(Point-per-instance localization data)
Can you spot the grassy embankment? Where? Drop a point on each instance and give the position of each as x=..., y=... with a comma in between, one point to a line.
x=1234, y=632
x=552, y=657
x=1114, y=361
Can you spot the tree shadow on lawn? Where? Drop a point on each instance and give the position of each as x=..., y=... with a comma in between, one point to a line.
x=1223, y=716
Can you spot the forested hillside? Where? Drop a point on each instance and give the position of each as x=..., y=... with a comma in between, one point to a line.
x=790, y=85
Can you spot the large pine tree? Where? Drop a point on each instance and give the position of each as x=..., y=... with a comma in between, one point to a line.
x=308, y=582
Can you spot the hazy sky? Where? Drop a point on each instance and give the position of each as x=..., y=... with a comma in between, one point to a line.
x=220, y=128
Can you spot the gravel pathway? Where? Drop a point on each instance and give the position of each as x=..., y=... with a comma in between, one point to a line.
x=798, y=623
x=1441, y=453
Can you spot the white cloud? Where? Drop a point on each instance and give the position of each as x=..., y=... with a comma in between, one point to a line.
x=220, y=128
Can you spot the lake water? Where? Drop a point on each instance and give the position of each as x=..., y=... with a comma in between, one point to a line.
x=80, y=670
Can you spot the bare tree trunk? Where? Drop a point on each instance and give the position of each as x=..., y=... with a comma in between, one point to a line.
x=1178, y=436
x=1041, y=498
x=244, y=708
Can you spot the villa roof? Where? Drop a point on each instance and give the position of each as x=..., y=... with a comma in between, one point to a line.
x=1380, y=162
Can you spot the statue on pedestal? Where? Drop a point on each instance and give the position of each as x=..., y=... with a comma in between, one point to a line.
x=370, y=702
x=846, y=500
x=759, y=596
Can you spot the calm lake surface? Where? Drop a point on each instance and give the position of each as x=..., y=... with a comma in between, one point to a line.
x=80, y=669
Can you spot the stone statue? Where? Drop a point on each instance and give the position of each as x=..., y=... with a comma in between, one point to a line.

ASSIGNED TASK: With the line that contains "Can you spot the calm" as the first and the final line of the data as the last, repeat every line in that span exactly.

TASK RESULT:
Can you spot the calm lake surface? Where? Drop a point on each instance and give the position of each as x=..., y=... with a comma in between, one point to a line.
x=80, y=669
Can you spot the stone statue? Where? Drop a point on each instance and give the position of each as x=..., y=... with a comma in between, one point to a line.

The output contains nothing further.